** Provided records follows **

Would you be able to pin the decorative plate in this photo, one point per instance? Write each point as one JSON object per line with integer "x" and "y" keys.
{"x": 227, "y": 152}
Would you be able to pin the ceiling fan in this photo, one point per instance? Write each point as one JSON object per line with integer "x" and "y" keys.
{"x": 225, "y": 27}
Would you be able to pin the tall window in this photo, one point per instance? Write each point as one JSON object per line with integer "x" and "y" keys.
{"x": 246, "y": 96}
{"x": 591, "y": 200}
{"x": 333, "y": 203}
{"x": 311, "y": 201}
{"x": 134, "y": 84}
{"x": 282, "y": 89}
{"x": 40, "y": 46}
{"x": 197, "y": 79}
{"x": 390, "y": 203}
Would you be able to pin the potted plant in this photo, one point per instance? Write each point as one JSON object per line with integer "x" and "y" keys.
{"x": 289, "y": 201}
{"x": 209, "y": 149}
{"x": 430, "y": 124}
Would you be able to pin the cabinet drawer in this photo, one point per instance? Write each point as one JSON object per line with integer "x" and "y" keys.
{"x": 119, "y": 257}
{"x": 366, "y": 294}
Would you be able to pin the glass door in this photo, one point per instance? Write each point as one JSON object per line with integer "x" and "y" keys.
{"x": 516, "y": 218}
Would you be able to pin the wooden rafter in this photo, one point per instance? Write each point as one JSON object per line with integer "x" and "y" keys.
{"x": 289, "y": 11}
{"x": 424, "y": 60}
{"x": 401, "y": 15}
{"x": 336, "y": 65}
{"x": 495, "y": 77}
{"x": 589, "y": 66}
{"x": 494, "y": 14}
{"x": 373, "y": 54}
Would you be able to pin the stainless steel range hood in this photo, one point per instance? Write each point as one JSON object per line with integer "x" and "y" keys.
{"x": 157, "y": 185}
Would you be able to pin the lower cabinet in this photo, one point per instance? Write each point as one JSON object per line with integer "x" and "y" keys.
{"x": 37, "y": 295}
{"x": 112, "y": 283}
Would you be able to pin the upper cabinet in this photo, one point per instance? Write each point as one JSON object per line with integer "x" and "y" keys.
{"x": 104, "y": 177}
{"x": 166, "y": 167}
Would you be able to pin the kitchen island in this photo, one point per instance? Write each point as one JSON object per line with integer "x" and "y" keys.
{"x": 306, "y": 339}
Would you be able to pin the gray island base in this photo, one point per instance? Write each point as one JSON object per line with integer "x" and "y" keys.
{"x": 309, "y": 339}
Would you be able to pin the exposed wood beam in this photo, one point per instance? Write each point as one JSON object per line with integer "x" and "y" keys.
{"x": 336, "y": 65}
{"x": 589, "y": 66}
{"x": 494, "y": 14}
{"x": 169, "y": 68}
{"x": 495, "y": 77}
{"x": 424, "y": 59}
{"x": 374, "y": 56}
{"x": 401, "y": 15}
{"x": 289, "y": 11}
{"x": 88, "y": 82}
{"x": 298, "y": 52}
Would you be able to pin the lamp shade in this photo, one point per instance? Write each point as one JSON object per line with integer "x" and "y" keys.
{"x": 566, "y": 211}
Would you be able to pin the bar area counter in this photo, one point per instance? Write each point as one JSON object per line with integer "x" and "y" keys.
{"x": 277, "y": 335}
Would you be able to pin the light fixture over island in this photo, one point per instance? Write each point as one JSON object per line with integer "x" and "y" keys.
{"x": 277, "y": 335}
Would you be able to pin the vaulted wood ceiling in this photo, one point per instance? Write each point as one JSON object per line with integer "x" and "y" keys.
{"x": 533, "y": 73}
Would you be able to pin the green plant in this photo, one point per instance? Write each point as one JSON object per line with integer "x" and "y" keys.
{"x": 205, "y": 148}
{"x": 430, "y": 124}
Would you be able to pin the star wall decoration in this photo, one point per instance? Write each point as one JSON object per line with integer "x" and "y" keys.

** End of Provided records **

* [Problem statement]
Exactly as given, restate all the lines above.

* [Task solution]
Would you be able to pin the decorative plate in this photo, one point per instance? Write each point as one JSON object per line with integer "x" and "y" keys.
{"x": 227, "y": 152}
Would you be able to pin the ceiling fan in this photo, one point per instance? Write each point as one JSON object per line with integer "x" and "y" keys.
{"x": 225, "y": 27}
Would you be able to pin the tall window in this photo, one point per instance? Write each point as one JSON object per line with integer "x" and "y" keys.
{"x": 246, "y": 96}
{"x": 591, "y": 200}
{"x": 333, "y": 203}
{"x": 311, "y": 201}
{"x": 134, "y": 84}
{"x": 282, "y": 89}
{"x": 40, "y": 46}
{"x": 197, "y": 79}
{"x": 390, "y": 203}
Would you be able to pin the potted plant in this photo, one point per instance? Write each point as one JSON object per line with integer "x" and "y" keys.
{"x": 289, "y": 201}
{"x": 209, "y": 149}
{"x": 430, "y": 124}
Would you be able to pin the cabinet drawer in this photo, one point per instance? Write each point as one JSON object per line with integer "x" and "y" keys.
{"x": 119, "y": 257}
{"x": 366, "y": 294}
Would you be able to pin the glass door in this photo, one point per instance? Write each point as one JSON object per line with integer "x" and "y" keys.
{"x": 516, "y": 218}
Would you be able to pin the wooden rafter in this photo, one point per instance? Write each point as one JSON object per line with integer "x" and "y" keys.
{"x": 289, "y": 11}
{"x": 424, "y": 60}
{"x": 401, "y": 15}
{"x": 336, "y": 65}
{"x": 495, "y": 77}
{"x": 589, "y": 66}
{"x": 494, "y": 14}
{"x": 373, "y": 54}
Would you be able to pin the stainless steel range hood in this photo, one point per instance? Write each point as one JSON object per line with integer "x" and "y" keys.
{"x": 157, "y": 185}
Would you be able to pin the lower cabinet in this photo, one point per instance? Write each point as one JSON object per line with integer "x" and "y" keys.
{"x": 37, "y": 295}
{"x": 112, "y": 283}
Would you be able to pin the upper cabinet in this photo, one point per instance? Write each point as one JSON object per line with integer "x" and "y" keys.
{"x": 104, "y": 177}
{"x": 166, "y": 167}
Would you be able to pin the kitchen island in this photo, one point per instance? Write each point as one JSON object per line with integer "x" and "y" keys.
{"x": 306, "y": 339}
Would you be able to pin the gray island base in this photo, one point per instance? Write each point as one JSON object per line with integer "x" and "y" keys.
{"x": 309, "y": 339}
Would you be able to pin the exposed wood beam in this photo, one point per instance? Write each point as one JSON object per line with integer "x" and "y" keys.
{"x": 336, "y": 65}
{"x": 589, "y": 66}
{"x": 494, "y": 14}
{"x": 169, "y": 68}
{"x": 495, "y": 77}
{"x": 424, "y": 59}
{"x": 374, "y": 56}
{"x": 401, "y": 15}
{"x": 289, "y": 11}
{"x": 88, "y": 82}
{"x": 298, "y": 52}
Would you be able to pin the lamp shade in this photo, one point per instance? Write each point as one JSON object per line with integer "x" and "y" keys.
{"x": 566, "y": 211}
Would you be able to pin the bar area counter in this photo, one point per instance? Write each point as one JSON object per line with integer "x" and "y" keys.
{"x": 277, "y": 335}
Would you be able to pin the light fixture over island in this photo, one point per instance? Write each point as one JSON object per line with integer "x" and "y" keys.
{"x": 277, "y": 335}
Would you be able to pin the vaulted wood ceiling in this photo, one point per instance? Write each point as one JSON object per line with integer "x" and "y" keys.
{"x": 533, "y": 73}
Would you be able to pin the green plant in this photo, one point per instance? Write each point as one JSON object per line with integer "x" and "y" keys.
{"x": 205, "y": 148}
{"x": 430, "y": 124}
Would you be able to pin the star wall decoration in this photo, one point per instance? Write each point as one JSON object per line with integer "x" and "y" keys.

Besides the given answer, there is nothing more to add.